TASK TO COMPLETE: Give again, word for word, only the lines from the one containing "the green suit" through the final line.

TASK INPUTS:
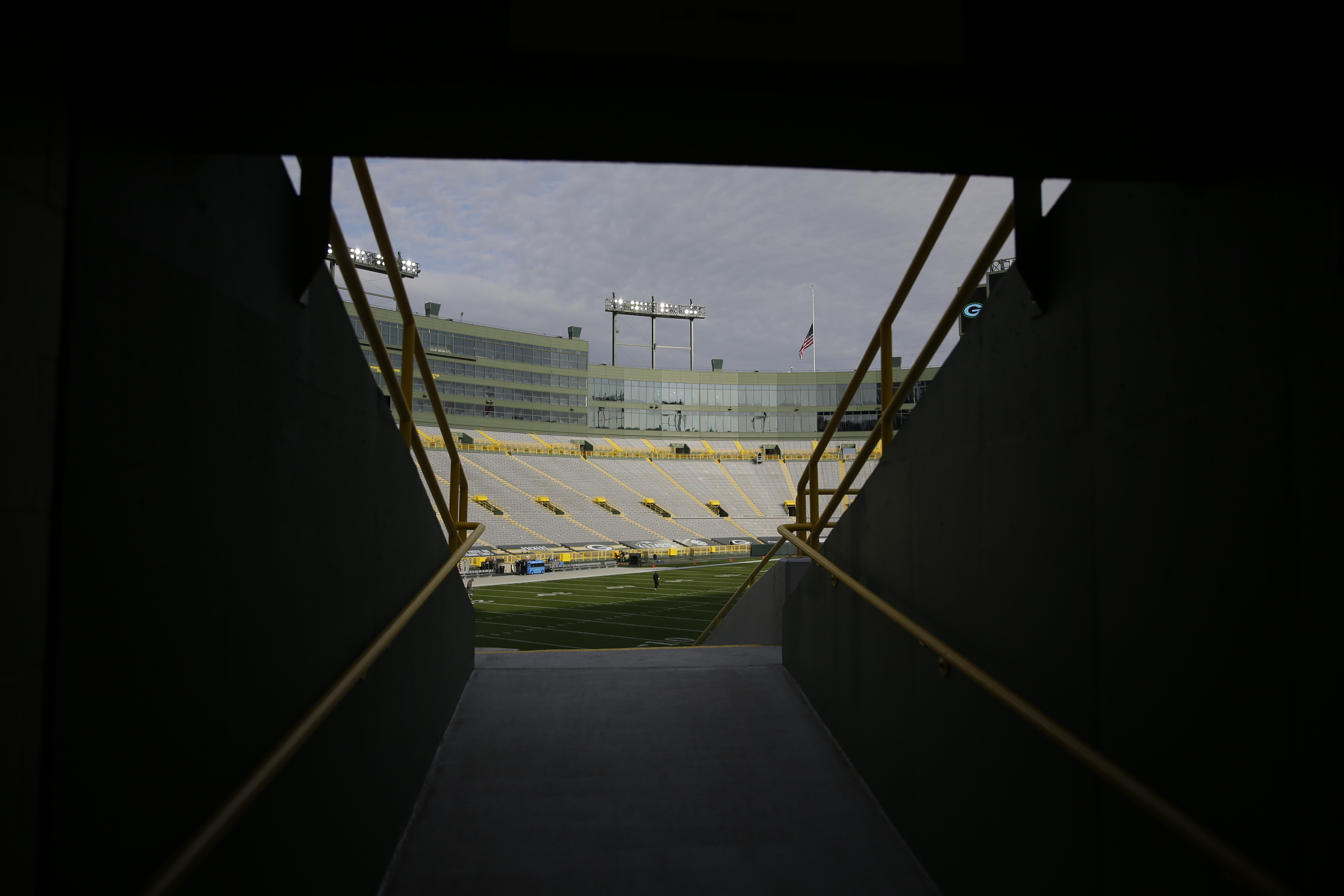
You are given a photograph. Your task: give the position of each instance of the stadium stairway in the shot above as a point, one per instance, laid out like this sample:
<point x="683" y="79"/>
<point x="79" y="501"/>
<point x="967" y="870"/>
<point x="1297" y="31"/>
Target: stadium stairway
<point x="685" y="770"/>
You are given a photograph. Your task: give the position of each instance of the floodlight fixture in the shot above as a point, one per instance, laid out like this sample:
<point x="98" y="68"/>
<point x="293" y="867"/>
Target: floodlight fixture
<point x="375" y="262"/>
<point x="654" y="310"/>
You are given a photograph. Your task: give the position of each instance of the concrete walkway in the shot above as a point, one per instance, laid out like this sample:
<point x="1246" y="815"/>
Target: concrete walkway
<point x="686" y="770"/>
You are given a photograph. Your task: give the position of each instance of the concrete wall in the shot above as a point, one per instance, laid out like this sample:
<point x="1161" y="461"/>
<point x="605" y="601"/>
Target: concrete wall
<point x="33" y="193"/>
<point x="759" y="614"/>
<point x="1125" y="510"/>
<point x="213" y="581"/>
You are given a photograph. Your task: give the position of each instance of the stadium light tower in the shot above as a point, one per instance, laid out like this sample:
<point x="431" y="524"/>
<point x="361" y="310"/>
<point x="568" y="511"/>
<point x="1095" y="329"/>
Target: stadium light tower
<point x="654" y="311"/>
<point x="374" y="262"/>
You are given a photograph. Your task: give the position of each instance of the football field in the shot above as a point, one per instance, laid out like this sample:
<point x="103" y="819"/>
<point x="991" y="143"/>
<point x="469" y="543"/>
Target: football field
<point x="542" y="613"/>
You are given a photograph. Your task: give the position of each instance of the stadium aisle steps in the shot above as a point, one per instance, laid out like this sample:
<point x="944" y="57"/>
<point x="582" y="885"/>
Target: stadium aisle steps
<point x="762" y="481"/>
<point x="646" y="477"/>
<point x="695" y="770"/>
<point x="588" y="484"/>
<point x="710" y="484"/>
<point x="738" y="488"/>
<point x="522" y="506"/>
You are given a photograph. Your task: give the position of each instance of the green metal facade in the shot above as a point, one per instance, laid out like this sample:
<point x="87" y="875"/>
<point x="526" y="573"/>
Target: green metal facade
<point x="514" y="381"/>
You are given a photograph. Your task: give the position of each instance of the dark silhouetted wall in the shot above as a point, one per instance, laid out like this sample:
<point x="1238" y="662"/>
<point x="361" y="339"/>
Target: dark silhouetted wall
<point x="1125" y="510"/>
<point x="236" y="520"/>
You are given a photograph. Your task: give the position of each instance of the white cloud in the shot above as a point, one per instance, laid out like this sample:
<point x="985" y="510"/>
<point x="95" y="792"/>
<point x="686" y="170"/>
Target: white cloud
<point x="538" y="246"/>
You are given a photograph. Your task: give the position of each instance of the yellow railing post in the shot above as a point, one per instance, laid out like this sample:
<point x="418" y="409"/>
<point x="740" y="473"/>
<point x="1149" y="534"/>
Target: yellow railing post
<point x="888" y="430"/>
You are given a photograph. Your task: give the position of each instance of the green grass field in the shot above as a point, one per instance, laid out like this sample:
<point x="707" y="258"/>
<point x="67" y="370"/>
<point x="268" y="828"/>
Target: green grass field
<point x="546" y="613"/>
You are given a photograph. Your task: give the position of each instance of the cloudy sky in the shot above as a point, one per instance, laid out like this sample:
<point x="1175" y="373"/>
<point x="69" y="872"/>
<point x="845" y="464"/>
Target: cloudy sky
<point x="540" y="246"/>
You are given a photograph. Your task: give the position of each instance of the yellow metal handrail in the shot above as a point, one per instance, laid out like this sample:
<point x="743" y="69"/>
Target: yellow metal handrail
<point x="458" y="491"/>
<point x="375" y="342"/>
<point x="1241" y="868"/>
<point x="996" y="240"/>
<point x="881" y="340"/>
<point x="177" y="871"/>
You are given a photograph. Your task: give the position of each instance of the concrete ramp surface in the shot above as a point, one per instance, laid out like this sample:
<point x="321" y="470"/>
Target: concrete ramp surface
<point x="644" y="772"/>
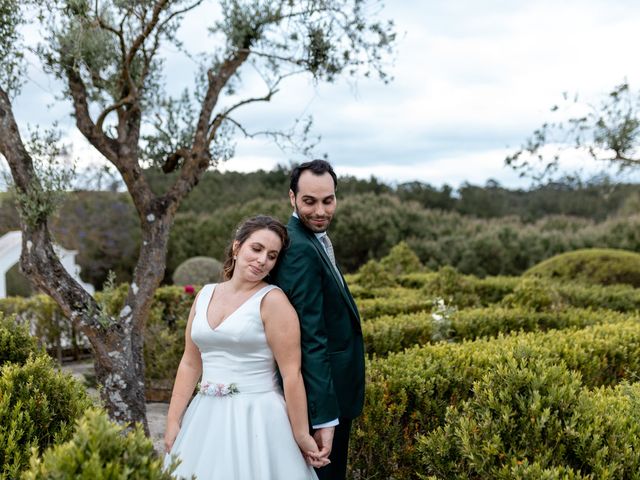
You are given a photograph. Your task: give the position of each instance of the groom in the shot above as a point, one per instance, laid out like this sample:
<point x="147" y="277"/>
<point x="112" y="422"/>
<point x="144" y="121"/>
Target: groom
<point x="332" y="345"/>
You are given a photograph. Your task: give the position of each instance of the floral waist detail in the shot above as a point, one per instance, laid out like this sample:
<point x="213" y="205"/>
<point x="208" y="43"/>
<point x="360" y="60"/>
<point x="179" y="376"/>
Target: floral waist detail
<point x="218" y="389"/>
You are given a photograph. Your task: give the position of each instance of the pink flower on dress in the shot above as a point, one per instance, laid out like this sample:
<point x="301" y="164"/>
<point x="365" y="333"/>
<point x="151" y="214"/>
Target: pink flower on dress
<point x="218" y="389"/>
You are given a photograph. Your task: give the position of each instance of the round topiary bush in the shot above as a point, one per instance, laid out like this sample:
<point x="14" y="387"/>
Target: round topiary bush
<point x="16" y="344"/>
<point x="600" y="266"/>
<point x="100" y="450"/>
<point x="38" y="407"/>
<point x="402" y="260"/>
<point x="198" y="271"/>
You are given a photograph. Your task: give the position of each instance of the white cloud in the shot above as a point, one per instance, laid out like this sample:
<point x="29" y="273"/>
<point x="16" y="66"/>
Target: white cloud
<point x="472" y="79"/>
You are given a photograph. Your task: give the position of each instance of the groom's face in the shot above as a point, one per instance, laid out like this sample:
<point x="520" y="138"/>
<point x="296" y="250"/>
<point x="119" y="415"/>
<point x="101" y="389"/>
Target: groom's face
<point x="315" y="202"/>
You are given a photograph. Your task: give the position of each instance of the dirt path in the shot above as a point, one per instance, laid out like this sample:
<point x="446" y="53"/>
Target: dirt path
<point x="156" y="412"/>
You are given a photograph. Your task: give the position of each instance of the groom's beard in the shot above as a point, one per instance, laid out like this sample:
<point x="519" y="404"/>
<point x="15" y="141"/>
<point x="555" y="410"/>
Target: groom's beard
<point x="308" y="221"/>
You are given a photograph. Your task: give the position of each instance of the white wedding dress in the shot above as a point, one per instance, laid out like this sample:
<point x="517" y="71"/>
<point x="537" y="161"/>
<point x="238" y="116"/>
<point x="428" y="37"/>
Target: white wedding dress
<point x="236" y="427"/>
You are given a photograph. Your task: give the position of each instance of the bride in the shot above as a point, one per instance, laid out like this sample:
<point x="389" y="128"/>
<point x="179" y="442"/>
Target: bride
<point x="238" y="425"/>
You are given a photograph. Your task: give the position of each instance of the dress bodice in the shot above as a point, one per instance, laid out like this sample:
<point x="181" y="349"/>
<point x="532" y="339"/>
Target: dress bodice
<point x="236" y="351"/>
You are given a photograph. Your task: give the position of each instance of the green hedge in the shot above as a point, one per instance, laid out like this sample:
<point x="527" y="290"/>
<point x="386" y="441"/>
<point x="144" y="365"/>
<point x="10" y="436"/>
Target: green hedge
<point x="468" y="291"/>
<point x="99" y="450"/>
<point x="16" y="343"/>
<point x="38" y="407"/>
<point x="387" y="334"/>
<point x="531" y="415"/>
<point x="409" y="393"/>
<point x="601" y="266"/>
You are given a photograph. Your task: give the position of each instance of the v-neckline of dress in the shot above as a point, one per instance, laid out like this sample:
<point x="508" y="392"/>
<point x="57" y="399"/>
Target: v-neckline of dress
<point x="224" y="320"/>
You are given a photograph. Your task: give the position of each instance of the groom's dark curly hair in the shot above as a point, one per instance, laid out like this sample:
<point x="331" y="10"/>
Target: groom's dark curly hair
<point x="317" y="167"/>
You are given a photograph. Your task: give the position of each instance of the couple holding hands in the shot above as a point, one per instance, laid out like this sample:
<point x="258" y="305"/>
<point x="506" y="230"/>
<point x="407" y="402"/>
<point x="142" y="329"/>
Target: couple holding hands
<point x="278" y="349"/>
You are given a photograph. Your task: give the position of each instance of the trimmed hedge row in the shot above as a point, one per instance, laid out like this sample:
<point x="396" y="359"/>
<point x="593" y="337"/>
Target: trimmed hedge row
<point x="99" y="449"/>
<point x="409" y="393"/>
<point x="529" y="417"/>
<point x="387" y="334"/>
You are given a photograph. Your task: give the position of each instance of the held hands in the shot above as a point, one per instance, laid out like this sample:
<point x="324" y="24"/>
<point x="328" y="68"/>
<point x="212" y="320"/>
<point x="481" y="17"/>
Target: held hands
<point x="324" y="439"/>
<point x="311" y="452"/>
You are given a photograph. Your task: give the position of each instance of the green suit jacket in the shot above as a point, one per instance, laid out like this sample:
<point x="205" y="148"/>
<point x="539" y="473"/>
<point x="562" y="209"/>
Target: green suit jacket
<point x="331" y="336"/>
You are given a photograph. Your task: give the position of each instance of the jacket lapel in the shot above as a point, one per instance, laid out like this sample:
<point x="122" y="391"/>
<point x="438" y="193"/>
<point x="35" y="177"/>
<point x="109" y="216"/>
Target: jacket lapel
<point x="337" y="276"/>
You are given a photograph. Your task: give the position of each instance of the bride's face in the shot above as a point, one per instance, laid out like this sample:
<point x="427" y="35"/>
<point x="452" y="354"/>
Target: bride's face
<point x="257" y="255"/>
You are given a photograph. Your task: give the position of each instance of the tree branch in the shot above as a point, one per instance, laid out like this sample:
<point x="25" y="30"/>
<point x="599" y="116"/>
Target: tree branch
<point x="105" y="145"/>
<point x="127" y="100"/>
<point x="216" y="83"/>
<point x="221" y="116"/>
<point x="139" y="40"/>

RESULT OF THE EXERCISE:
You are given a photograph. Your task: give the position of each instance of the green suit jacket in the shot above as a point, one per instance, laid out like this sample:
<point x="205" y="148"/>
<point x="539" y="473"/>
<point x="562" y="209"/>
Target: green suit jacket
<point x="331" y="336"/>
You are given a photograph. Your task: give the position of each instance of the jacket lapel in the shot above as a point, one per instance, laid out like this sample:
<point x="122" y="391"/>
<point x="438" y="193"/>
<point x="35" y="177"/>
<point x="109" y="216"/>
Target: jacket lapel
<point x="337" y="276"/>
You are given a photograph. Your task: give the position of each instance of the bride's face in the shot above as a point, one per instance, laid out like this sample:
<point x="427" y="35"/>
<point x="452" y="354"/>
Target: bride's face
<point x="257" y="255"/>
You are given a photograph. Your task: give the position of each instance of the tree branch in the shot above as a point, one per instance, laid out like this sample:
<point x="25" y="30"/>
<point x="599" y="116"/>
Target: tree branch
<point x="105" y="145"/>
<point x="127" y="100"/>
<point x="216" y="83"/>
<point x="221" y="116"/>
<point x="139" y="40"/>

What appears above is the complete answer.